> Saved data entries
________________________________________
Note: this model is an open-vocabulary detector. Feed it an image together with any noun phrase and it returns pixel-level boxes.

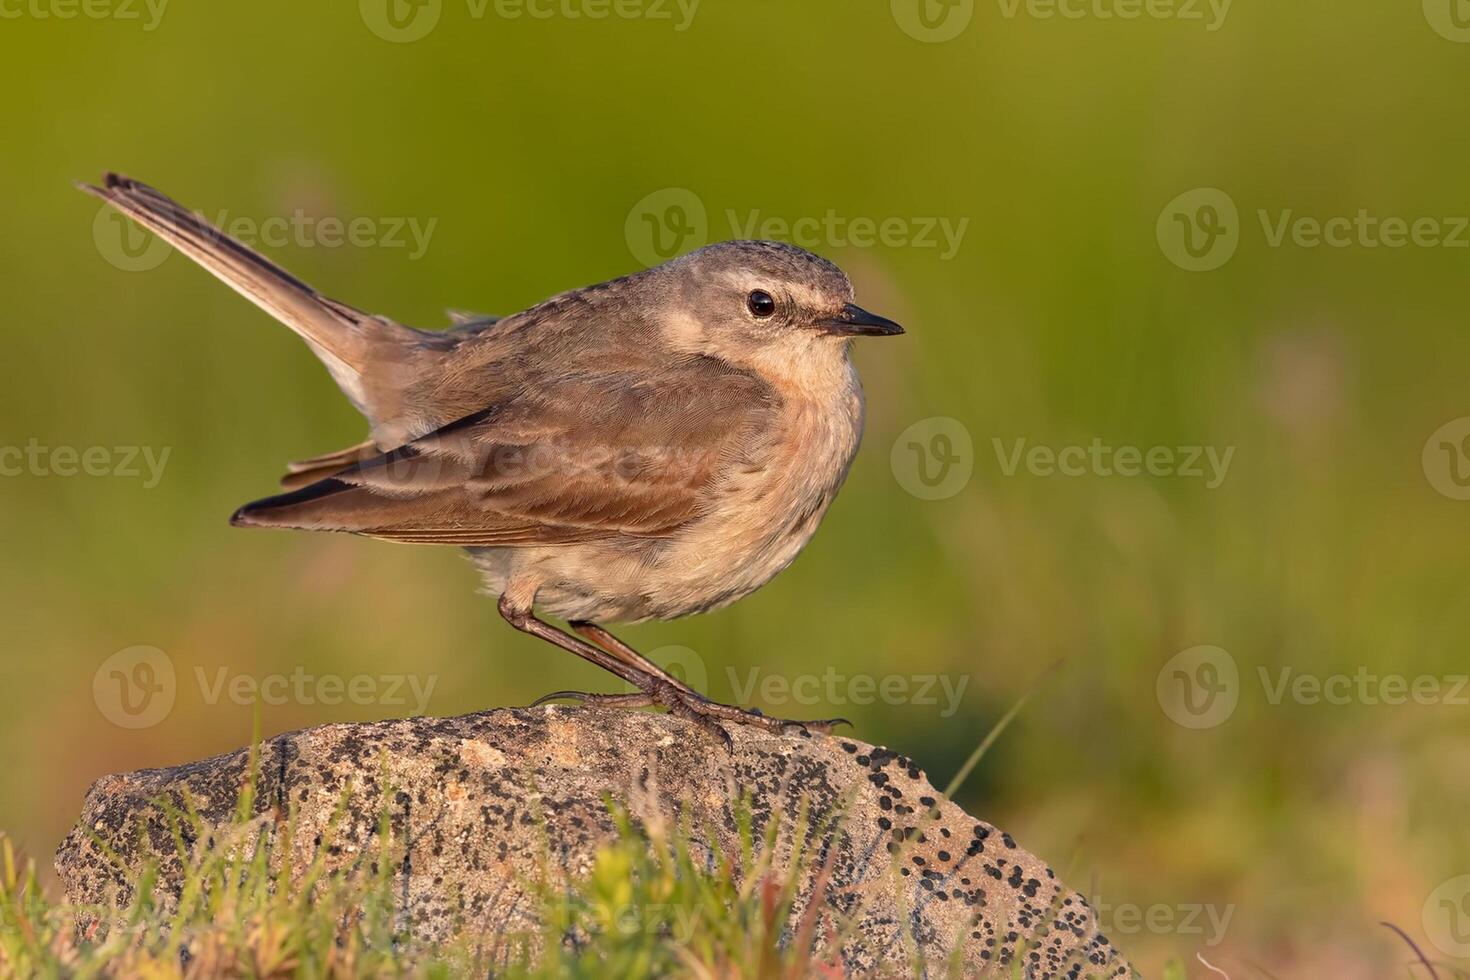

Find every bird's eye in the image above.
[747,290,777,318]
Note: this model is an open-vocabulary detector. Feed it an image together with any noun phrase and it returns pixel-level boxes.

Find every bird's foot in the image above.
[530,684,851,748]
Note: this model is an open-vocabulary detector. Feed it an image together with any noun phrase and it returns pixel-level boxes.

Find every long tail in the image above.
[79,172,416,416]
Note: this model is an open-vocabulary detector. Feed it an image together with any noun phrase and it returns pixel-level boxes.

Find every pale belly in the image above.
[501,509,828,624]
[468,390,863,624]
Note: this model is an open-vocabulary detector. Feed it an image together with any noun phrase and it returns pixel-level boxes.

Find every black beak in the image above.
[818,302,905,338]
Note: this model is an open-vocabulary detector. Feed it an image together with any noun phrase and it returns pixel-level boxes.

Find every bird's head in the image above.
[650,240,903,377]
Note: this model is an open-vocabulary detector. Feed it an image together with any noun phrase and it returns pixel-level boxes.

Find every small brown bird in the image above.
[81,173,904,740]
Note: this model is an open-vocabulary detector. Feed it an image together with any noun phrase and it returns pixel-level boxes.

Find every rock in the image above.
[56,706,1133,977]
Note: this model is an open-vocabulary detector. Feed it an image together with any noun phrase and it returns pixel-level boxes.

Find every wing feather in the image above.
[231,362,777,547]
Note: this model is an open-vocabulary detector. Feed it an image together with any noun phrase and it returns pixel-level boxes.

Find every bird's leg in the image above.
[556,615,851,739]
[500,596,729,743]
[568,620,705,698]
[498,595,659,689]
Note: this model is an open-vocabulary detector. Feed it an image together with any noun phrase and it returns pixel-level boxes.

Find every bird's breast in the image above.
[632,366,866,619]
[507,362,867,625]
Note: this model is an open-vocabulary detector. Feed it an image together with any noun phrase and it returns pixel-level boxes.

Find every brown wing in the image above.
[280,440,380,491]
[231,363,778,546]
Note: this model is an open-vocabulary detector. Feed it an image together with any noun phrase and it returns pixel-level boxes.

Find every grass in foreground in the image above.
[0,697,1169,979]
[0,756,872,979]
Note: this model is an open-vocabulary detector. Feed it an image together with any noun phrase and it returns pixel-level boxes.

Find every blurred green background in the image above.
[3,0,1469,975]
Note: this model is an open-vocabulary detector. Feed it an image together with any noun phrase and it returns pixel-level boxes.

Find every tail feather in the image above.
[230,476,593,547]
[280,439,380,490]
[79,172,411,415]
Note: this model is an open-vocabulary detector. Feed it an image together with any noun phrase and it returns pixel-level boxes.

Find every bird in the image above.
[80,172,904,742]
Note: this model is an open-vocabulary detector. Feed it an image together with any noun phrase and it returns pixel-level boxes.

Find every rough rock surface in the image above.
[57,706,1133,977]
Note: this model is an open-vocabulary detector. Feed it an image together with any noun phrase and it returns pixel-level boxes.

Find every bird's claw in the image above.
[528,684,851,749]
[529,690,652,709]
[779,716,854,737]
[529,689,587,707]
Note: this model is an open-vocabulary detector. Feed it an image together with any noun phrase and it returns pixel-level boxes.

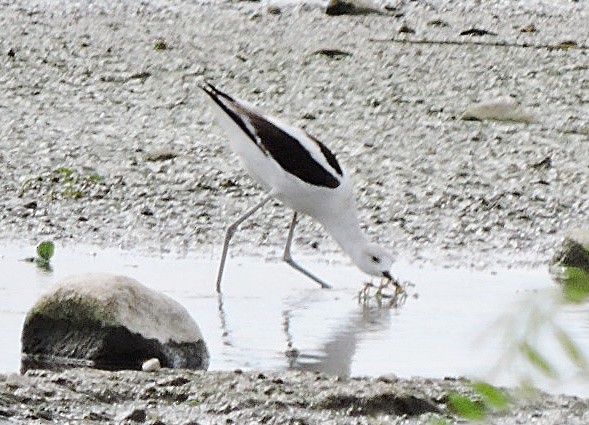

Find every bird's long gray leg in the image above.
________________________________________
Write out the data in full and exactly as given, though without the images.

> WRITTEN SOLUTION
Note: this model is an open-vocabulary detector. Feed it an image together with any noun phrase and it returns pixel-level boxes.


Find every bird's eye in the image above.
[747,290,777,318]
Note: this model is an open-vocabulary detector. Feed it an image together with any noun phrase and it returns pixel-level boxes.

Find every bird's foot in the image above.
[530,684,851,748]
Note: this model is an open-vocabulary detector. Feed it an image together with any noun phrase and it returns pixel-level boxes.

Find every long tail in the image above.
[79,172,416,416]
Note: this model is an open-vocabulary detector. Feed it an image together with any noun phrase and it returns pixel-level boxes.

Find every pale belly in the image above.
[501,509,828,624]
[468,390,863,624]
Note: this model is an open-vocabulary detector. Feed it an image together with any noun phrase and it returns pixel-level boxes.

Find every black beak in the image above.
[818,302,905,338]
Note: this model is an open-vocabulary detector. Feed it an image together with any noun phrase and it returns pixel-level boxes.

Find every bird's head in the image above.
[650,240,903,377]
Note: this model is an open-vocabulary detector. Feed it an image together with any noun phrase and it returns pixel-level boxes.

Find every small brown bird in the image above.
[81,173,904,740]
Note: this model is an open-vocabulary detector. Feed it an image together with any noun phrase and it returns pixel-level boxes.

Find every rock in the image above.
[56,706,1133,977]
Note: this model is an open-vocabulary detector. Feed it an image together with any noun phrase and it returns pixel-level boxes.

Find every wing feather in the image above.
[231,362,777,547]
Note: this model is an open-vocabulary detector. Feed it an image together with any noun phrase and it returns pixel-level boxes.

Find every bird's leg in the image above.
[556,615,851,739]
[500,596,729,743]
[568,620,705,698]
[498,595,659,689]
Note: this model is an open-vocabulary detector. Feed it an image together with any noun phrase and it returns pixel-level boxes.

Find every bird's breast in the image above.
[632,366,866,619]
[507,362,867,625]
Note: this model is an open-vocabulary detector. Feed it an image together with any noun phrase and it returns pixel-level boxes.

Find every brown wing in the image above.
[280,440,380,491]
[231,363,778,546]
Note: this model is an open-vocabulary detector. Feed it an image together with any noun phrase and it returns pixel-level boxes.

Find every grass in foreground in the image above.
[0,697,1169,979]
[0,756,872,979]
Note: this model is an open-vocabulary detector. Feed it an image together with any noun phrase and it returns pixel-level boxes.

Find every blurred green background in the image above.
[3,0,1469,975]
Note: this model is an open-vocabulary detector. Feed it an image together with any noun phrase and it returns pixel-level boxes.

Find every tail feather in the image above.
[230,476,593,547]
[280,439,380,490]
[79,172,411,415]
Note: this model is an open-vocabulary detector. Feed it an image together with any noun phrase and it returns pixel-level boxes.

Find every bird in the image above.
[80,172,904,742]
Note: this model is an open-vocabulary detector. Feed it an image together with any noun phrase and it returns pixel-level boxes.

Find every rough rock surface in the image above.
[57,706,1133,977]
Note: this model is an open-vocabulary detector. Feed it an image together with any noun phrase and it returns pixel-level boxes.

Find every bird's claw in the image above.
[528,684,851,749]
[529,690,652,709]
[779,716,854,737]
[529,689,587,707]
Note: this model is an open-vocabulary detector. Feed it an image together with any noun phrase and it returns pixel-level boxes.


Find every bird's long gray leg in the image above.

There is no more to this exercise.